Task requirements -
The records follow. Retype them without a single change.

Data shown -
__________
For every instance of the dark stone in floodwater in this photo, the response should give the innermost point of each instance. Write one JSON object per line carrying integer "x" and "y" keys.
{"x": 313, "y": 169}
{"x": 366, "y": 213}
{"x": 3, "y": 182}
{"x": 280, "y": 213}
__________
Response below -
For every instance of the dark stone in floodwater in this photo, the response should give the innermost point of each instance. Write one JSON object per line carrying integer "x" and "y" keys.
{"x": 313, "y": 169}
{"x": 366, "y": 213}
{"x": 3, "y": 182}
{"x": 280, "y": 213}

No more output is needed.